> [Records supplied]
- - - -

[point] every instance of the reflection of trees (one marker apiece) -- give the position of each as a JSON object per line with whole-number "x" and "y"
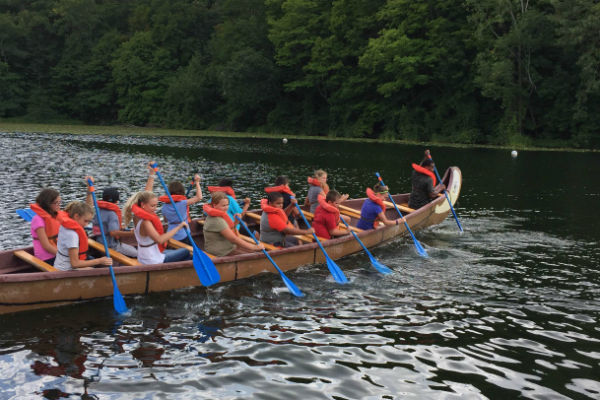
{"x": 68, "y": 353}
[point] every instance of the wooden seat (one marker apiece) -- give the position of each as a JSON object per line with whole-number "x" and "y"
{"x": 352, "y": 212}
{"x": 33, "y": 260}
{"x": 115, "y": 255}
{"x": 176, "y": 244}
{"x": 401, "y": 207}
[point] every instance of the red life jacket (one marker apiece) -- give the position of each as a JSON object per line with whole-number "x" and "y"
{"x": 176, "y": 198}
{"x": 226, "y": 189}
{"x": 280, "y": 189}
{"x": 329, "y": 208}
{"x": 70, "y": 223}
{"x": 213, "y": 212}
{"x": 373, "y": 197}
{"x": 51, "y": 223}
{"x": 276, "y": 216}
{"x": 153, "y": 218}
{"x": 424, "y": 171}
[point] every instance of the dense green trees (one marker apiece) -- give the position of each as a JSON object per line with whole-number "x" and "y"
{"x": 475, "y": 71}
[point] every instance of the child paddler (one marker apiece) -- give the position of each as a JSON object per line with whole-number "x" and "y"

- - - -

> [Exercise objective] Your copy of the records above should be exact and contain no pictures.

> [Response below]
[point] every instance of the reflection of trees (one marker apiece) -- give the position of each as a JSON object per line with whole-number "x" and "y"
{"x": 68, "y": 353}
[point] every instance of the wooden seat (one marker apiece) -- give the position of each as a JSON object per line with whole-number "x" and "y"
{"x": 352, "y": 212}
{"x": 33, "y": 260}
{"x": 115, "y": 255}
{"x": 176, "y": 244}
{"x": 401, "y": 207}
[point] every instance of the red life jacket (one marker apiece) -- give the position of each as a JSON object per line with whole-number "x" and "y"
{"x": 176, "y": 198}
{"x": 226, "y": 189}
{"x": 280, "y": 189}
{"x": 329, "y": 208}
{"x": 70, "y": 223}
{"x": 213, "y": 212}
{"x": 373, "y": 197}
{"x": 51, "y": 223}
{"x": 276, "y": 216}
{"x": 153, "y": 218}
{"x": 424, "y": 171}
[point] every instance of the dense green trees (one marker apiece) -- give the position of each as a JSON object per line with whole-number "x" and "y"
{"x": 475, "y": 71}
[point] every instance of the child paddler (one marker apiece) -- give the position of each as a JSON object per line with whole-number "x" and "y"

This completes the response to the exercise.